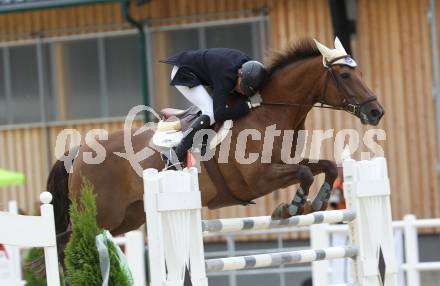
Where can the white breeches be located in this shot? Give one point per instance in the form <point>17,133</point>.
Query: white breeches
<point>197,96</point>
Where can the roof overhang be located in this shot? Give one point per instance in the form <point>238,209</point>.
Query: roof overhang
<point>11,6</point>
...
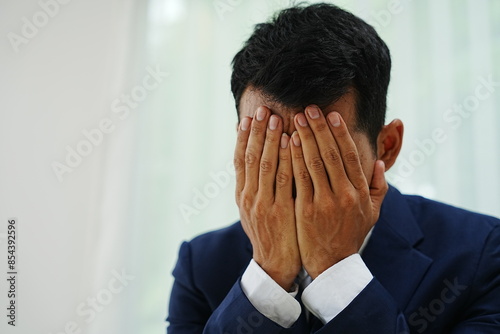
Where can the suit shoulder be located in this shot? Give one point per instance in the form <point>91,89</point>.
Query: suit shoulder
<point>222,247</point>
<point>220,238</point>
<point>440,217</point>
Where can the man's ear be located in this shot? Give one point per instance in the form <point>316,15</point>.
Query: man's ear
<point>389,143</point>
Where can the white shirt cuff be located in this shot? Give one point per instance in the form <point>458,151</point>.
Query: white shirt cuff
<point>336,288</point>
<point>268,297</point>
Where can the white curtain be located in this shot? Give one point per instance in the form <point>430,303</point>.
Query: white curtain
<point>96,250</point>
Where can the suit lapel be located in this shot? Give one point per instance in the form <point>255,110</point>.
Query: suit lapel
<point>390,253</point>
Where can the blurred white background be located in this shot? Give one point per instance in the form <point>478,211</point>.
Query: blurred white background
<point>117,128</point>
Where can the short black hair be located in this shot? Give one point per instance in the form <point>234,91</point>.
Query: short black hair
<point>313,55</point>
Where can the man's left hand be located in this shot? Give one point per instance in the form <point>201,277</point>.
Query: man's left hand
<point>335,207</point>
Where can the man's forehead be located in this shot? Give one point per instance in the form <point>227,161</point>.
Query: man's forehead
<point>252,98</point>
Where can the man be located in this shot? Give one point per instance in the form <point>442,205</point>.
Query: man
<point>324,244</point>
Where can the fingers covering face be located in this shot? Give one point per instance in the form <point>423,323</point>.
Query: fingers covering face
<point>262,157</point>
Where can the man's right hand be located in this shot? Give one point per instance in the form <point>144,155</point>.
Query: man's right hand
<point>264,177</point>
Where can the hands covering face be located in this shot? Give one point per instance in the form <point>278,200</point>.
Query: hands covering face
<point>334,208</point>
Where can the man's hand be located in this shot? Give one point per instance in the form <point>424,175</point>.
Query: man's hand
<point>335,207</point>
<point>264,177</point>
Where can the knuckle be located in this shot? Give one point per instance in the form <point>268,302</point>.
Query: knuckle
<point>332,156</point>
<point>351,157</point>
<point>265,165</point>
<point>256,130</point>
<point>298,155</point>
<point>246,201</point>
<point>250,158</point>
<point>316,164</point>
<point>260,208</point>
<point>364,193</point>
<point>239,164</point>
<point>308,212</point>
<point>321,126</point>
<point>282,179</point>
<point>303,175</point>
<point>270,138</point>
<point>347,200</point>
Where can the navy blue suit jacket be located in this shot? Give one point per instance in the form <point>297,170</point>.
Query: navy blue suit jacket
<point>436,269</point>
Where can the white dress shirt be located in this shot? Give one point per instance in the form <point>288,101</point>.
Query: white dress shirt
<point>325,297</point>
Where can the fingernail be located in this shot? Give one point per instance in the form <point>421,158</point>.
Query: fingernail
* * *
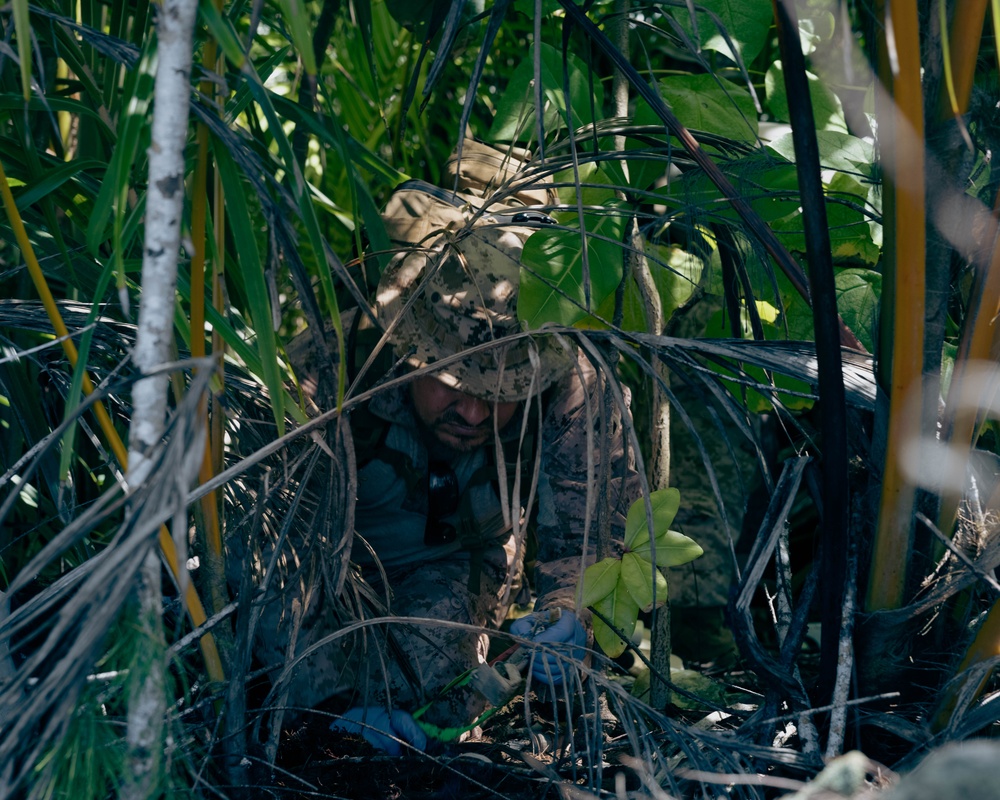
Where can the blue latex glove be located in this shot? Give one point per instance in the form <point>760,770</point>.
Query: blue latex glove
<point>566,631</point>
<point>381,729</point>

Directions for this task: Swap "knuckle" for "fingertip" in the lines running from the one holding "Where can the knuckle" through the one holding "<point>347,200</point>", both included, and give back only those lines with nothing else changed.

Reply:
Where can the fingertip be located in this shot? Give one point per instance in the form <point>268,302</point>.
Query: fingertip
<point>332,156</point>
<point>351,157</point>
<point>265,165</point>
<point>256,130</point>
<point>298,155</point>
<point>246,201</point>
<point>250,158</point>
<point>316,164</point>
<point>260,208</point>
<point>364,193</point>
<point>239,164</point>
<point>308,212</point>
<point>321,126</point>
<point>282,179</point>
<point>303,175</point>
<point>270,138</point>
<point>347,200</point>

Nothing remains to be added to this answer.